Stored records –
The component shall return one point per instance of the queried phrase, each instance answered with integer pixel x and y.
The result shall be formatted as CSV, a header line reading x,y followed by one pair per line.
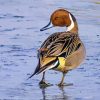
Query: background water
x,y
20,38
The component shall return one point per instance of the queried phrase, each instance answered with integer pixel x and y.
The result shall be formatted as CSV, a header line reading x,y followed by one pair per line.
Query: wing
x,y
60,44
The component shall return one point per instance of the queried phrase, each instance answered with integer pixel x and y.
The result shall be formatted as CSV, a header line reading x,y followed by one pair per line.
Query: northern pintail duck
x,y
61,51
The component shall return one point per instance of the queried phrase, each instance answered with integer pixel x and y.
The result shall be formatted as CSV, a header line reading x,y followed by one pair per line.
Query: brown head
x,y
62,18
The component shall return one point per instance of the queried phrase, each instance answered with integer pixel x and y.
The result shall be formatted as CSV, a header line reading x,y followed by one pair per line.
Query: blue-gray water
x,y
20,38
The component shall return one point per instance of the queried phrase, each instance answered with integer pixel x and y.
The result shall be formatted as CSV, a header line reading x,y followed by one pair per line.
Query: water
x,y
20,38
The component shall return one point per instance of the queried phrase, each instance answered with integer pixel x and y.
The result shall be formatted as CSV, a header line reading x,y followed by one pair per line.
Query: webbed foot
x,y
43,84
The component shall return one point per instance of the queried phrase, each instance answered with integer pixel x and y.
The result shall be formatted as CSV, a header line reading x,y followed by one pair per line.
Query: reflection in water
x,y
61,96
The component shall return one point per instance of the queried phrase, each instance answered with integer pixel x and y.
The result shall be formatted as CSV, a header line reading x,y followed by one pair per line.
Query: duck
x,y
61,51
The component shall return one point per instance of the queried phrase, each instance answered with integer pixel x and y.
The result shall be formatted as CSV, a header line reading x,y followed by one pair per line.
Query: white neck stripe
x,y
71,25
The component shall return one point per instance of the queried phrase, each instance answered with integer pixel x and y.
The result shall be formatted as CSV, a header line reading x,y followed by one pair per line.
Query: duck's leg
x,y
43,79
62,80
42,83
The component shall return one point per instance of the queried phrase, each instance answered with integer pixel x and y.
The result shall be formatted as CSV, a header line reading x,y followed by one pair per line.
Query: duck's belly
x,y
72,61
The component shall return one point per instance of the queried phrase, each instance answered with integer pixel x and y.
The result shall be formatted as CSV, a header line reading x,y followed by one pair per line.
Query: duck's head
x,y
62,18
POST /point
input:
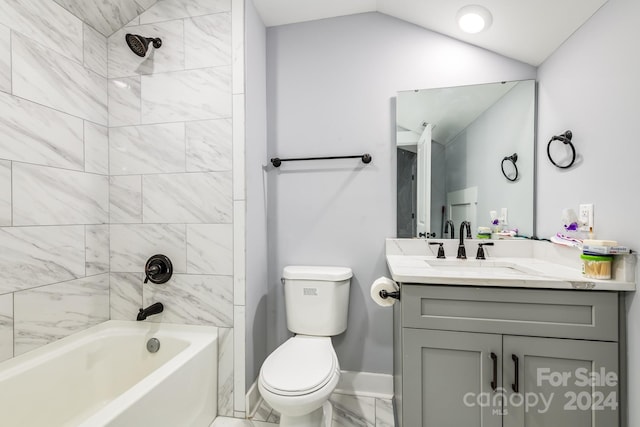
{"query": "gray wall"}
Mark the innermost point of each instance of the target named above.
(473, 158)
(331, 87)
(590, 85)
(256, 181)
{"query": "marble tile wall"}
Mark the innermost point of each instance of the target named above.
(171, 164)
(54, 183)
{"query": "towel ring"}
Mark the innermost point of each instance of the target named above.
(513, 159)
(565, 138)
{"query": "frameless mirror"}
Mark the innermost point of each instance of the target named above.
(458, 152)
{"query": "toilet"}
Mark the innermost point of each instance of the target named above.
(300, 375)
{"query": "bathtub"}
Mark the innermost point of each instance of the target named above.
(105, 376)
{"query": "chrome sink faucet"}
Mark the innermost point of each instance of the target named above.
(462, 252)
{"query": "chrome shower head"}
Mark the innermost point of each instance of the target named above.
(140, 45)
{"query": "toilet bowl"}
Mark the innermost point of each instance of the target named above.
(298, 378)
(300, 375)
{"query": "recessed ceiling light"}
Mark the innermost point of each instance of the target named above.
(473, 19)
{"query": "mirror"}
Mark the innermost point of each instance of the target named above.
(453, 146)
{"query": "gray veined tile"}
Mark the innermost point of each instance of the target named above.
(209, 145)
(225, 371)
(6, 327)
(34, 256)
(187, 95)
(169, 57)
(124, 101)
(125, 199)
(95, 51)
(165, 10)
(5, 193)
(46, 22)
(193, 300)
(50, 196)
(125, 295)
(133, 244)
(48, 78)
(5, 59)
(106, 16)
(210, 249)
(208, 41)
(96, 148)
(97, 249)
(195, 198)
(48, 313)
(35, 134)
(147, 149)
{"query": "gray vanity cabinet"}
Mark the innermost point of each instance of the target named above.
(463, 347)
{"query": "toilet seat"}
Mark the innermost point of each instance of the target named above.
(302, 365)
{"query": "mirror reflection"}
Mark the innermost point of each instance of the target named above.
(453, 146)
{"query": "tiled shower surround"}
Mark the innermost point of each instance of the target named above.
(107, 158)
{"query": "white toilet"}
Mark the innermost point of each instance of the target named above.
(300, 375)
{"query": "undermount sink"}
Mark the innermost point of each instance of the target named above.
(474, 266)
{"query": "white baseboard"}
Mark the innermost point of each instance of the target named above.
(366, 384)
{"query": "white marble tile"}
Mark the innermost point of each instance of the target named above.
(125, 295)
(210, 249)
(239, 252)
(48, 78)
(192, 299)
(6, 327)
(147, 149)
(209, 145)
(239, 190)
(95, 51)
(96, 148)
(351, 411)
(208, 41)
(5, 59)
(187, 95)
(35, 134)
(34, 256)
(125, 199)
(168, 57)
(5, 193)
(384, 413)
(46, 22)
(239, 375)
(106, 16)
(194, 198)
(50, 196)
(48, 313)
(165, 10)
(225, 371)
(97, 249)
(133, 244)
(237, 45)
(124, 101)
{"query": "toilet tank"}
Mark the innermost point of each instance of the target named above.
(316, 299)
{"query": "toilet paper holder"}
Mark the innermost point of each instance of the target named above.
(384, 294)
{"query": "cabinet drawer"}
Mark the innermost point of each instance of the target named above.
(532, 312)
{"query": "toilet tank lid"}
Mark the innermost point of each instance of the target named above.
(307, 272)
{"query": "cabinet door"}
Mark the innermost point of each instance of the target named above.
(568, 383)
(447, 378)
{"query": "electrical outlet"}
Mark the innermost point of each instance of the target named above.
(585, 217)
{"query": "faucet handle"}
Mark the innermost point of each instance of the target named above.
(480, 253)
(440, 249)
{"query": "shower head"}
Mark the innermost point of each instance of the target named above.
(140, 45)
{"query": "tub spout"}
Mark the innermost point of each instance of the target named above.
(151, 310)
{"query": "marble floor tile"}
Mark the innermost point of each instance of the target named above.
(32, 133)
(48, 313)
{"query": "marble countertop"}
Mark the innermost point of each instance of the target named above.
(520, 271)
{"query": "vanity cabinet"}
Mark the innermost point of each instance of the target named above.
(506, 357)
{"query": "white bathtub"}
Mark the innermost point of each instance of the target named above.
(104, 376)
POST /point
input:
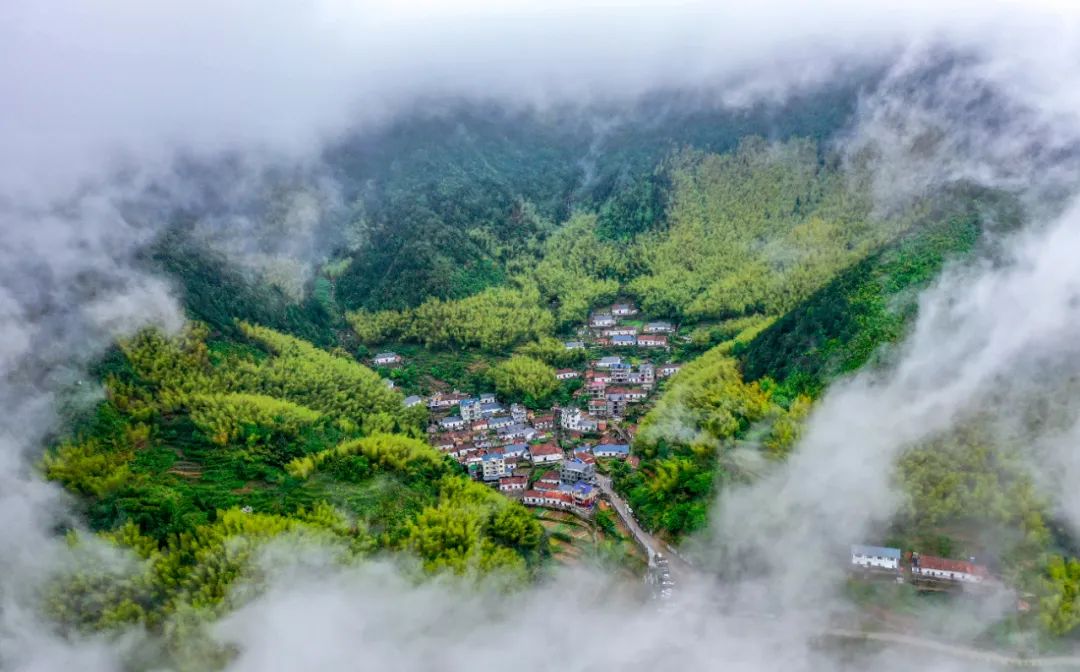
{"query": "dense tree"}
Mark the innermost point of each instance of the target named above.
(524, 378)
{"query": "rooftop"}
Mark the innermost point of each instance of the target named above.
(875, 551)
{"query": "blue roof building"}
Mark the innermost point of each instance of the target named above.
(875, 556)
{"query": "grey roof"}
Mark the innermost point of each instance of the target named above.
(876, 551)
(576, 465)
(611, 447)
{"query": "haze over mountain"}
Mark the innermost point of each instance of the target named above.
(865, 213)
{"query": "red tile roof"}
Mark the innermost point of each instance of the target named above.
(945, 564)
(544, 448)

Written instruction – Each line of the data is to be duplicated exactly; pictures stay out of the copy.

Correct output –
The component shall return one point per instance of the queried phrase, each instance answered with integer pixel x and y.
The result shall be formatted as CSV, a header line reading x,y followed by one pair per line.
Query: background water
x,y
20,38
The component shall return one point per instance of the queried phrase, each instance answered with integer pixel x and y.
The result shall be formatted as CSV, a header line reading x,y followed by one pair per line.
Query: wing
x,y
60,44
The component shall return one point per instance of the queried phrase, each instance answered with integer pixel x and y.
The result shall be formatted as CSV, a header line reading x,y followed by one pair per line.
Query: northern pintail duck
x,y
61,51
The component shall return one point per instance of the queried phrase, each instance answered with integer pixel x and y.
The result shall be formatted as CSV, a header line reading x,y followed by one pair per line.
Query: brown head
x,y
62,18
The component shall return one point per instance of the queried phrase, each instance answered with integer pixel x and y.
The result shall be formatted as CSV, a header line reading x,y followed by one pair per line.
Query: blue-gray water
x,y
20,38
The component shall return one point per instance of the queried phrase, each instance answered with integer pixel x and y.
The result shall be formatted as CSV, a header line reading x,y followed by one pair per line.
Query: water
x,y
20,38
The component shall return one point per instance of the queried phrase, each instance answered with integer pixel x and y.
The result shall be formatted as CSV, a header line reading x,y followed by one pair per line.
Query: webbed foot
x,y
43,84
The component shall return one point per instance of the queried phrase, each instance answered with integer pixel x and y.
The result shall be formatted as CSV, a header line reading x,y followed by one pair per line.
Query: reflection in water
x,y
61,96
The component shall return one point per instance of the queried phrase, each instance answered with integer pixel x and y.
The result shall be formatted as CSV, a header line reading x,y followed by one pair per line.
Query: duck
x,y
61,51
The component shall return one point per instance of the queried phrase, each instance answered with integer pixel x and y.
The result shall be formatted as CSV, a header line reading x,y followed by one pair per line.
Query: white neck stripe
x,y
71,25
The component shall return one point per instance of the queried phrase, each instance answered with integer pixel x and y.
The result shall be formatted as CSV, a header line reading x,y followed by one pair per line.
Query: duck's leg
x,y
43,79
62,80
42,83
The component shall return one point per instance of the queried phrase, each instance answered with integer pixel x and y.
The result shall be formatted as CSV, a header line reading x,y followed by one pair per line.
Query: duck's belly
x,y
72,61
The component shall return one point per instance of the queried phrase, each instance answered with integer pixel x and y.
The result shall be formatted as CSV, a header line reading x,y followed by one pair per line.
Query: duck's head
x,y
62,18
POST /point
input:
{"query": "gray wall"}
Mark the innermost point of each instance of the target named above.
(473, 158)
(331, 87)
(590, 85)
(256, 181)
{"query": "marble tile wall"}
Mark the innermost point of each instance of the target named above.
(171, 164)
(54, 183)
{"query": "towel ring"}
Mark the innermost point of each instance of the target named above.
(513, 159)
(565, 138)
{"query": "frameless mirror"}
Mark the innermost point of each instance of the target named above.
(458, 152)
{"query": "toilet"}
Mark the innermost point of each instance of the target named above.
(300, 375)
{"query": "bathtub"}
Mark the innermost point of each instance of the target named above.
(105, 376)
{"query": "chrome sink faucet"}
Mark the innermost point of each instance of the target named above.
(462, 252)
{"query": "chrome shower head"}
Mark the innermost point of each instance of the target named above.
(140, 45)
{"query": "toilet bowl"}
Mark the innermost point of each instance of the target named above.
(298, 378)
(300, 375)
{"query": "recessed ceiling light"}
Mark the innermost point of each instance of the target named above.
(473, 19)
{"query": "mirror"}
Mark the innermost point of each instance of the target named above.
(453, 146)
{"query": "gray veined tile"}
Mark the innermost point of each instance of the target named above.
(209, 145)
(225, 371)
(6, 327)
(34, 256)
(187, 95)
(169, 57)
(124, 101)
(125, 199)
(95, 51)
(165, 10)
(5, 193)
(46, 22)
(193, 300)
(50, 196)
(125, 295)
(133, 244)
(48, 78)
(5, 59)
(106, 16)
(210, 249)
(208, 41)
(96, 148)
(97, 249)
(195, 198)
(48, 313)
(35, 134)
(147, 149)
{"query": "gray vanity cabinet"}
Mark the innermost point of each instance of the target named above.
(463, 347)
{"query": "toilet seat"}
Mark the innermost point of each instance of the target named above.
(302, 365)
{"query": "mirror reflection"}
Mark the innermost point of each instance of the target named above.
(453, 146)
{"query": "tiled shower surround"}
Mark the innermost point of each instance of the target named above.
(107, 158)
{"query": "white toilet"}
Mark the innermost point of each instance of the target named above.
(300, 375)
{"query": "undermount sink"}
Mark the innermost point of each instance of the target named above.
(474, 266)
{"query": "white baseboard"}
Mark the innermost point of each instance of the target named above.
(366, 384)
{"query": "white marble tile"}
Mark the innermost point of each instance of the target named above.
(125, 295)
(210, 249)
(239, 252)
(48, 78)
(192, 299)
(6, 327)
(147, 149)
(209, 145)
(239, 190)
(95, 51)
(96, 148)
(351, 411)
(208, 41)
(5, 59)
(187, 95)
(35, 134)
(34, 256)
(125, 199)
(168, 57)
(5, 193)
(384, 413)
(46, 22)
(239, 375)
(106, 16)
(194, 198)
(50, 196)
(48, 313)
(165, 10)
(225, 371)
(97, 249)
(133, 244)
(237, 45)
(124, 101)
{"query": "toilet tank"}
Mark the innermost point of each instance of the target named above.
(316, 299)
{"query": "toilet paper holder"}
Mark the innermost point of each instance of the target named above.
(384, 294)
{"query": "cabinet drawer"}
Mark the innermost point of each instance of the target named above.
(532, 312)
{"query": "toilet tank lid"}
Mark the innermost point of each instance of the target named above.
(307, 272)
{"query": "cabinet door"}
Mark the innermost point of each instance of the target named above.
(568, 383)
(447, 378)
{"query": "electrical outlet"}
Mark the innermost point of each instance of the target named above.
(585, 217)
{"query": "faucet handle"}
Mark the innermost point of each instance of the target named above.
(480, 253)
(440, 249)
{"query": "shower head"}
Mark the innermost point of each instance of the target named above.
(140, 45)
{"query": "tub spout"}
Mark the innermost point of each instance of the target named above.
(151, 310)
{"query": "marble floor tile"}
Mark the innermost point of each instance of the target named above.
(32, 133)
(48, 313)
{"query": "marble countertop"}
Mark the innermost point of each instance of the target named above.
(520, 271)
{"query": "vanity cabinet"}
Mark the innermost point of each instance of the target named above.
(506, 357)
{"query": "white bathtub"}
Mark the innermost point of each instance of the target named above.
(104, 376)
POST /point
input:
{"query": "dense tree"}
Mark the innermost point of each instance of the target named above.
(524, 378)
{"query": "rooftop"}
Mark the innermost point of each instance of the target named above.
(875, 551)
{"query": "blue roof building"}
Mark the innermost point of each instance of the target named above.
(875, 556)
{"query": "grey roof"}
Mark the innermost point of each instance of the target named above.
(876, 551)
(576, 465)
(611, 447)
{"query": "haze over mountain"}
Mark the innermost point of each instance of the target named above.
(865, 213)
{"query": "red tile roof"}
Mark the innermost point of each instance of the target named above.
(945, 564)
(544, 448)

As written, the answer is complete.